(EXERCISE GOAL)
Look through the listing below for the word "orange" and copy every line where it occurs.

(DATA)

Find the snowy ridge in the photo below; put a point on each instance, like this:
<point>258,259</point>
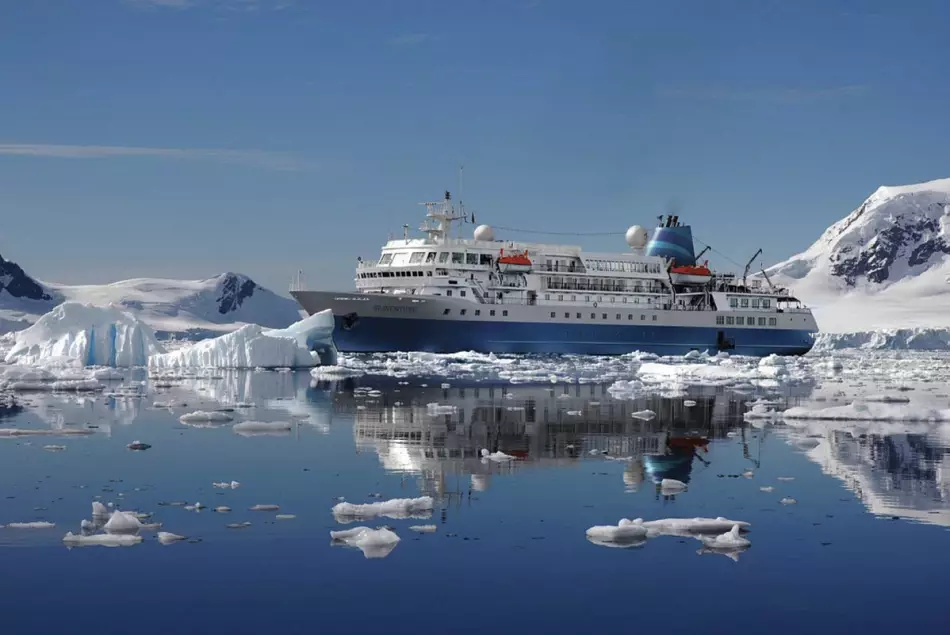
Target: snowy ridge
<point>195,308</point>
<point>920,339</point>
<point>884,266</point>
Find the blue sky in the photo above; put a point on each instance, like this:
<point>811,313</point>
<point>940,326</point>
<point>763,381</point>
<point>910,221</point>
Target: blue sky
<point>183,138</point>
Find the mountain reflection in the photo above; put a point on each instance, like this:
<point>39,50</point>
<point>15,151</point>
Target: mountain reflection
<point>895,469</point>
<point>438,433</point>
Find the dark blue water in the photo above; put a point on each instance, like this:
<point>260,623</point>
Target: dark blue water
<point>865,549</point>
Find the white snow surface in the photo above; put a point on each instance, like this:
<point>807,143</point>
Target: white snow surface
<point>252,346</point>
<point>915,292</point>
<point>374,543</point>
<point>91,335</point>
<point>397,508</point>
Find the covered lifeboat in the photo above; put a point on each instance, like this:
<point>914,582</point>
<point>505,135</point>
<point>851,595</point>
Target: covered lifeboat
<point>691,274</point>
<point>514,262</point>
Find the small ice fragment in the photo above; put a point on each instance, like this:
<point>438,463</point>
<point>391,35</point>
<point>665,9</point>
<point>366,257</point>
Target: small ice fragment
<point>101,540</point>
<point>626,531</point>
<point>167,538</point>
<point>201,416</point>
<point>39,524</point>
<point>728,540</point>
<point>396,508</point>
<point>671,485</point>
<point>423,529</point>
<point>374,543</point>
<point>122,523</point>
<point>497,457</point>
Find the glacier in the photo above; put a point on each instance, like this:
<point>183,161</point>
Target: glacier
<point>91,335</point>
<point>304,344</point>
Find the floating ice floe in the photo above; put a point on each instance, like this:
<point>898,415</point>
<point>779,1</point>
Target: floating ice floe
<point>63,432</point>
<point>861,411</point>
<point>101,540</point>
<point>423,529</point>
<point>398,508</point>
<point>692,526</point>
<point>167,538</point>
<point>305,344</point>
<point>627,533</point>
<point>729,540</point>
<point>37,524</point>
<point>122,523</point>
<point>95,336</point>
<point>374,543</point>
<point>672,486</point>
<point>258,428</point>
<point>202,416</point>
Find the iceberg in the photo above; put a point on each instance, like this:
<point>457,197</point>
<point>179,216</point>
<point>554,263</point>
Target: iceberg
<point>374,543</point>
<point>92,335</point>
<point>399,508</point>
<point>304,344</point>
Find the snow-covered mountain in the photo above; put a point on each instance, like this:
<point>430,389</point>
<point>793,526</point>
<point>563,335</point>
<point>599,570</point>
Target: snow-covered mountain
<point>193,307</point>
<point>885,265</point>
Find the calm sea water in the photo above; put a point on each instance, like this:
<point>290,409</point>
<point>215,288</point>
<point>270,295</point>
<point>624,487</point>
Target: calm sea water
<point>863,550</point>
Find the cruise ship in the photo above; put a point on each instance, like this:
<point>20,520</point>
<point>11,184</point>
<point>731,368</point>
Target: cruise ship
<point>443,294</point>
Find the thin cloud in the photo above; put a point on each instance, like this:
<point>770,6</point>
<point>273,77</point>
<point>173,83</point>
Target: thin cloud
<point>250,158</point>
<point>410,39</point>
<point>222,5</point>
<point>776,95</point>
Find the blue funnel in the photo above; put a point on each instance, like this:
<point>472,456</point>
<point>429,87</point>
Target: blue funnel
<point>673,243</point>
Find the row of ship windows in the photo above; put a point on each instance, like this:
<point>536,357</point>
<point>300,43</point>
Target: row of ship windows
<point>764,303</point>
<point>458,258</point>
<point>743,321</point>
<point>587,298</point>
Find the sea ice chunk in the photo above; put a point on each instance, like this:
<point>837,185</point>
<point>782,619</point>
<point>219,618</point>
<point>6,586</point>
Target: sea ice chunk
<point>398,508</point>
<point>374,543</point>
<point>626,531</point>
<point>95,336</point>
<point>122,523</point>
<point>303,344</point>
<point>728,540</point>
<point>692,526</point>
<point>101,540</point>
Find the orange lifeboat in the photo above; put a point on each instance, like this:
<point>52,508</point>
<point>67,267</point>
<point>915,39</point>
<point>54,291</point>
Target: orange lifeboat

(SOLUTION TO THE PROBLEM)
Find the orange lifeboat in the photo above; put a point on each instance, like this:
Target: orange lifeboat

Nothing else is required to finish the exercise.